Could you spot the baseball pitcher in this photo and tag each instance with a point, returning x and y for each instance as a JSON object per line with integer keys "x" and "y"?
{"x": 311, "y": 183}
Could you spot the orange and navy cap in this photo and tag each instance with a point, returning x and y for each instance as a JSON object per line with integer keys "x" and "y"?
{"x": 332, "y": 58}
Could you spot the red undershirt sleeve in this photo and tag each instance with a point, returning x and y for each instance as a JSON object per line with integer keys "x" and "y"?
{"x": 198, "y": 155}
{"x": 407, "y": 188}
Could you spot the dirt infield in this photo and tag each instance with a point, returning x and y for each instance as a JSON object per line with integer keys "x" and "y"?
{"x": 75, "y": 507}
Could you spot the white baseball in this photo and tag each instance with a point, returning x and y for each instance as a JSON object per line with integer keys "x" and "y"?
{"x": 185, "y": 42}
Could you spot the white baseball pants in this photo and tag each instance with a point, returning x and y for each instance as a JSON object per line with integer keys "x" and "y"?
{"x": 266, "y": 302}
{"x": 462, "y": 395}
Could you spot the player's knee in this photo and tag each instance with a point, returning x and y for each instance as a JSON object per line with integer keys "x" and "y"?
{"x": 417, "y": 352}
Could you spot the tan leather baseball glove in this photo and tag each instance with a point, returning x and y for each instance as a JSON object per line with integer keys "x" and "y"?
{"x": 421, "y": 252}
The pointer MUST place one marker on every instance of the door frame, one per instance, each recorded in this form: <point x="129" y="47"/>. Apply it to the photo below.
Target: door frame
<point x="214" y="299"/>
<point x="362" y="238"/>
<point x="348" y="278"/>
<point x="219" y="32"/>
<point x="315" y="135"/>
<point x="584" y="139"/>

● ● ●

■ **WHAT THE TASK REQUIRES**
Repeat the listing in its entirety, keeping each line as it is.

■ **SOLUTION**
Could you spot the baseball pitcher in this photo and tag each instance with a point, returning x and y for each instance as a JSON object per line with integer keys "x" and "y"?
{"x": 311, "y": 183}
Could you spot the orange and navy cap in this photo and tag each instance with a point, returning x and y for each instance as a JSON object per line with integer keys "x" and "y"?
{"x": 332, "y": 58}
Could you spot the red undershirt sleeve in this photo and tag each instance with a point, returning x and y for each instance as a JSON object per line with integer keys "x" and "y"?
{"x": 198, "y": 155}
{"x": 407, "y": 188}
Could you spot the dirt infield in this photo and tag each instance with a point, returning x and y for each instance as a JSON object per line with integer keys "x" and "y"?
{"x": 75, "y": 507}
Could you spot the white baseball in this photo and tag each instance with a point, returning x and y for each instance as a JSON object per line with integer keys "x" and "y"?
{"x": 185, "y": 42}
Could you spot the white baseball pants in this photo and tag each instance with a point, returning x and y for each instance as a JSON object per line with integer keys "x" and "y"?
{"x": 266, "y": 302}
{"x": 462, "y": 395}
Could you spot the player's knee in this photo and tag each instance with a point, returning x and y for each instance as a JSON object per line with integer keys "x" and "y"?
{"x": 417, "y": 352}
Could you spot the tan leather baseball glove in this photo and tag each instance with a point, returning x and y for each instance as a JSON object per line with integer keys "x" and "y"?
{"x": 421, "y": 252}
The pointer MUST place one marker on every instance of the door frame, one per instance, each recorded in this form: <point x="129" y="47"/>. Apply it to the photo below.
Target: door frame
<point x="214" y="299"/>
<point x="362" y="238"/>
<point x="348" y="278"/>
<point x="219" y="32"/>
<point x="315" y="135"/>
<point x="584" y="139"/>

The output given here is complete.